_WHAT THIS TASK INVOLVES:_ Set down each record that follows exactly. Drop the images.
*** STORED DATA ***
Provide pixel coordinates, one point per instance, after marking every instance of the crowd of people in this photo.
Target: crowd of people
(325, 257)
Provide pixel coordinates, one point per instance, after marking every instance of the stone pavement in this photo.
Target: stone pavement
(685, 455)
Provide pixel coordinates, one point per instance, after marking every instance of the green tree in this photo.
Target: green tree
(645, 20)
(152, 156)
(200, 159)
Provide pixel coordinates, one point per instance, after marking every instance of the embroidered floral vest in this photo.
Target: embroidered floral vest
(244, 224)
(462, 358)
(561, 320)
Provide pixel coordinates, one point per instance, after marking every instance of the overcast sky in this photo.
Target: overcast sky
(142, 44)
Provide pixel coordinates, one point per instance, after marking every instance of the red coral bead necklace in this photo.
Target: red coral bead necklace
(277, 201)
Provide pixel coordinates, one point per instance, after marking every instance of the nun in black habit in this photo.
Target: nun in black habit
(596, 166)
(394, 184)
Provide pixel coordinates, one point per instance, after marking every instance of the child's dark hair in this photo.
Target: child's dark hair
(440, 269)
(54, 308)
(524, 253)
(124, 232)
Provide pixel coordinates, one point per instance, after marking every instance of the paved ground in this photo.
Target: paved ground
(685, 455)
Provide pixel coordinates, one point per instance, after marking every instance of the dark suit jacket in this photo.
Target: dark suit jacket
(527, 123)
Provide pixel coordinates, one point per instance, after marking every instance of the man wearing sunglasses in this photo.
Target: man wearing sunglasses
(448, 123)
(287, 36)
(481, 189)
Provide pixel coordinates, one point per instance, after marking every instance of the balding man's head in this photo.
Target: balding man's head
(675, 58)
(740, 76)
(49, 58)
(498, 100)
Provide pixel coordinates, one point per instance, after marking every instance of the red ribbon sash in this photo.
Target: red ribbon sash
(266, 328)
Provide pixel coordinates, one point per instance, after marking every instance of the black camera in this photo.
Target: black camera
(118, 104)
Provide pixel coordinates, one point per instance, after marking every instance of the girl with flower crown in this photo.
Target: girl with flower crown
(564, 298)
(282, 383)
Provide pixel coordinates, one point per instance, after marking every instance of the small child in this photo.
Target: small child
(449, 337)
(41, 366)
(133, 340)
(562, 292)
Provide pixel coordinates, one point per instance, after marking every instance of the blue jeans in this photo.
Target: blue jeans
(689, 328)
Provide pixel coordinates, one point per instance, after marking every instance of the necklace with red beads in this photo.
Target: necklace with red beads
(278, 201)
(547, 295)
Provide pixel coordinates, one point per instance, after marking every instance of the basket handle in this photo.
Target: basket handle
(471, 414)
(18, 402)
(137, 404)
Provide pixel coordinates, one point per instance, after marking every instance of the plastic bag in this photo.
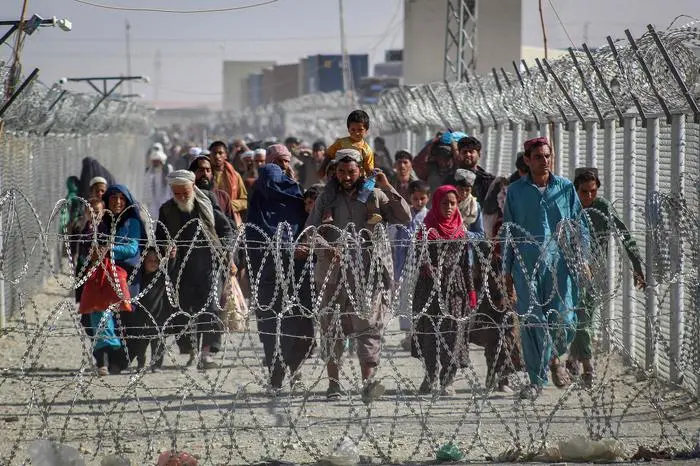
*** End of STORED DATA ***
_RESULT OF THE TASK:_
Provide pixel coordinates, one point per instance, after marking every instance of the crowd of people in this photo.
Target: crowd of people
(325, 257)
Provide pixel coordinates, one point per instance, after marking every instance of the stone pavement in this photo.
Target: stone pavement
(685, 455)
Provide pixel coordinates, one point per instance, after marking every instance of the green tree in this photo.
Target: green tree
(645, 20)
(152, 156)
(200, 159)
Provide pixel coordinates, one point per instance, after marking every instance of the embroidered floral vest in this photo.
Target: embroidered floral vest
(244, 224)
(462, 358)
(561, 320)
Provide pixel coordinates, one point per instance, after marking every instance of the overcast sky in this photo.
Target: overcast sky
(142, 44)
Provide pixel coordinates, one point per instance, after marking every instance of the red coral bead necklace in this photo.
Target: red coral bead necklace
(277, 201)
Provide pixel coordinates, one point per instance, after marking every instance of the nun in black habit in this photo.
Target: nun in black habit
(596, 166)
(394, 184)
Provide pixel coordinates, one point per instance, after marking every instance of the child's dark hair in this photo.
Target: child's dark hair
(440, 269)
(54, 308)
(524, 253)
(124, 232)
Provide pixel coordinates, one point per instance, after marking every instance of the paved ground in this photo.
Target: paved ground
(685, 455)
Provide pixel coordinates, one point per instance, after marking every instance of the dark suit jacket in this photo.
Target: dark suit jacket
(527, 123)
Provide pixel coordinates, one point per instance, after marking every instance of the man wearing sunglasses in this photo.
Target: man wearing sunglasses
(448, 123)
(287, 36)
(481, 189)
Provide pixel coordinates, one point per instance, after marking every instance of the balding man's head in this photo.
Target: balding man's head
(675, 58)
(740, 76)
(49, 58)
(498, 100)
Provide pixel coordinates, one point per instance, after marking every instance of the red ribbon sash in this photo.
Target: red ribbon sash
(266, 328)
Provide pixel coordinates, one point per instance, after marking every instance of the black camera in this photo.
Target: black camera
(118, 104)
Provide pixel coordinates, one point per instance, after marking every instance of the girl with flower crown in this photo.
Target: girl with flower crown
(564, 298)
(282, 383)
Provide pixel coordinates, one point per instance, after marking every instance of the small child in this photo.
Target: small child
(449, 337)
(41, 366)
(133, 340)
(562, 292)
Provide pixel coordinates, one point per instance, after marking every instance of the blue jeans in this photo.
Target: blue jeans
(689, 328)
Provide pixel coordinates, one point per instance, after marking every instance of the necklace with red beads in this photo.
Target: necklace with red beads
(278, 201)
(547, 295)
Provide pixel coordinates, one point per instance, after marking every instance of the basket handle in this photo.
Target: basket handle
(471, 414)
(18, 402)
(137, 404)
Provide pixel coordinates, one point per instance, after marking every instance of the plastic bag in this photo.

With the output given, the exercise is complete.